• [WRITTEN EXERCISE]:
Format the listing as a two-column CSV with the headers instruction and points. Begin at the line that contains "Point out the dark doorway" and stop after the line that contains "x=258, y=91". Each instruction goes on its own row with its answer beside it, and every field should be quoted with line breaks replaced by spaces.

• [Point placement records]:
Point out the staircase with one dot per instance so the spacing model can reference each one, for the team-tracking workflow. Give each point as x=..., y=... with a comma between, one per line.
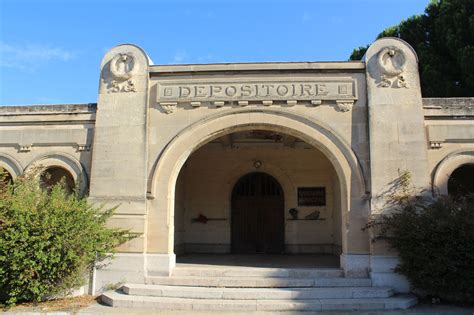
x=257, y=289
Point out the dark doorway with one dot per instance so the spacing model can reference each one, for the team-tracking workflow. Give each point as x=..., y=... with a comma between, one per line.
x=461, y=182
x=258, y=215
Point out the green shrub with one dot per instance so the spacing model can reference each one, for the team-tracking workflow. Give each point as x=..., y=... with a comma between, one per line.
x=49, y=240
x=435, y=242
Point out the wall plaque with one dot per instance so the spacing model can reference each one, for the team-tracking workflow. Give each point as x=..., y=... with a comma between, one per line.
x=321, y=89
x=311, y=196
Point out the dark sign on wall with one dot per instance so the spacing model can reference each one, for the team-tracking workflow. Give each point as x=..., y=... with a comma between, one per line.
x=311, y=196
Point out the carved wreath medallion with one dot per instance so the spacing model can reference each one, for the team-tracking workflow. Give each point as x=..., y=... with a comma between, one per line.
x=122, y=68
x=391, y=62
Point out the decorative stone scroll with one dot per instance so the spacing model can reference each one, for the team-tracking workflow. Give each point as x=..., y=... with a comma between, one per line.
x=391, y=62
x=342, y=93
x=122, y=68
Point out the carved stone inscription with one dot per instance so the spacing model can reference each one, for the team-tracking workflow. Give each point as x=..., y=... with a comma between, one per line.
x=258, y=91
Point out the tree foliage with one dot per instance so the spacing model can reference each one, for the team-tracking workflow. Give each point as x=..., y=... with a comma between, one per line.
x=49, y=240
x=443, y=38
x=434, y=240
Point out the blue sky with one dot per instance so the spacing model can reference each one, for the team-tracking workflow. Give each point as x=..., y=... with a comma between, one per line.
x=50, y=50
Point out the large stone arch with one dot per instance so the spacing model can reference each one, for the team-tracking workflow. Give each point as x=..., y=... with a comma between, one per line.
x=11, y=165
x=63, y=160
x=160, y=231
x=446, y=167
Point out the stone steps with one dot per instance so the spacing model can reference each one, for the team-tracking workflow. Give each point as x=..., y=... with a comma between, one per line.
x=258, y=282
x=117, y=299
x=258, y=272
x=257, y=293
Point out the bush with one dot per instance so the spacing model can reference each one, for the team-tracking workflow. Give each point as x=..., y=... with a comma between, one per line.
x=49, y=240
x=435, y=242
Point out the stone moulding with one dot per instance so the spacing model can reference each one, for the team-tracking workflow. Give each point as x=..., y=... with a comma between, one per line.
x=340, y=105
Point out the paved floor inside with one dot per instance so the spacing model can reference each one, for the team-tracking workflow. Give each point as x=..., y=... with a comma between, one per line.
x=258, y=260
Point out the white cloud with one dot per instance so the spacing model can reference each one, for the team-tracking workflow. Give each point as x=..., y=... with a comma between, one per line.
x=30, y=57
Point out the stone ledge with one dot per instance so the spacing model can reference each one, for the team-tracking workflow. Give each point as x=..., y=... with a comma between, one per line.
x=42, y=109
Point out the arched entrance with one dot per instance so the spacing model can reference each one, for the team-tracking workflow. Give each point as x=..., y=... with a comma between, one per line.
x=257, y=215
x=460, y=183
x=165, y=236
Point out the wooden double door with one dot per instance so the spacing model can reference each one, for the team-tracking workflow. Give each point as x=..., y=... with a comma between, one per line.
x=258, y=215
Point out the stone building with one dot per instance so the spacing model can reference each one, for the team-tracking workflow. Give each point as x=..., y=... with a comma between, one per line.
x=243, y=158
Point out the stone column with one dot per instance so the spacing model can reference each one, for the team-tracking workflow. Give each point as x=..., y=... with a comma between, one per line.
x=119, y=160
x=397, y=135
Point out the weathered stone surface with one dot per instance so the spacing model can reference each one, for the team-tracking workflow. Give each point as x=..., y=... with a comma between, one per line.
x=169, y=142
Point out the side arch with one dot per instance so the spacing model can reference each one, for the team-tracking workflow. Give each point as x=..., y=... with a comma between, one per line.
x=446, y=167
x=164, y=175
x=66, y=161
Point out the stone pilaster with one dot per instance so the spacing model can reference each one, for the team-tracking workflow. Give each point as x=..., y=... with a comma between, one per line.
x=396, y=122
x=119, y=160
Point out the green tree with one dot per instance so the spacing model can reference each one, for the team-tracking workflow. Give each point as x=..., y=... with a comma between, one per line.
x=443, y=38
x=49, y=240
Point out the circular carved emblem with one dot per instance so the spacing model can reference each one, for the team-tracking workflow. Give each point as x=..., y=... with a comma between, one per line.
x=123, y=66
x=391, y=61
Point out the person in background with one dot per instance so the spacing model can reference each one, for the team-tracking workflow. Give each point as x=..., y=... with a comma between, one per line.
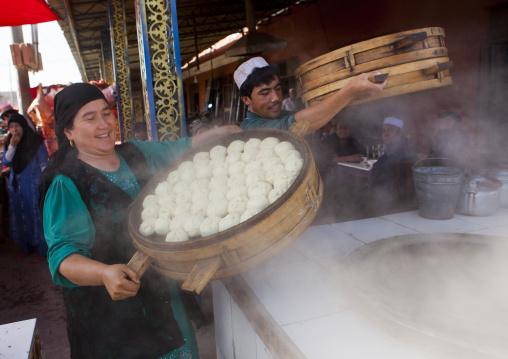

• [SOLUTION FOR THIS EXERCISE]:
instruction,points
"Point out the dark doorway with one dot per instance so the spacing model can reference each one, for the team-tracking workflow. Give each point as x=..., y=... with a comma between, one per line.","x=461, y=182 x=258, y=215"
"Point out the green shrub with one dot per instance so the spacing model can reference each one, for the team-tracking workflow. Give each point as x=..., y=... with a comma between, one per line.","x=49, y=240 x=435, y=242"
"Point out the wall plaque with one dot per instance so the spacing model can reference each one, for the team-tracking workflow. Give each point as x=..., y=... with a comma between, one per line.","x=321, y=89 x=311, y=196"
"Point out the dark sign on wall with one dot per instance so the spacing model can reference each one, for the team-tracking workflow. Give each point as x=..., y=... with a comma between, one per line.","x=311, y=196"
"Point out the carved wreath medallion with one dot per instance so the spacing model can reference each one, for the team-tracking workflow. Give each point as x=..., y=... with a comma between, one per line.","x=122, y=68 x=391, y=62"
"Point out the decorative stone scroll with one dot per instance so the spacing model can reference each one, for the team-tracking workflow. Give each point as x=..., y=... with a comma between, one per line.","x=391, y=62 x=342, y=93 x=122, y=68"
"Point out the carved stone inscription with one dot per instance so the spacing model can reference each one, for the team-tracking workflow. Give each point as x=..., y=... with a comma between, one per line.","x=258, y=91"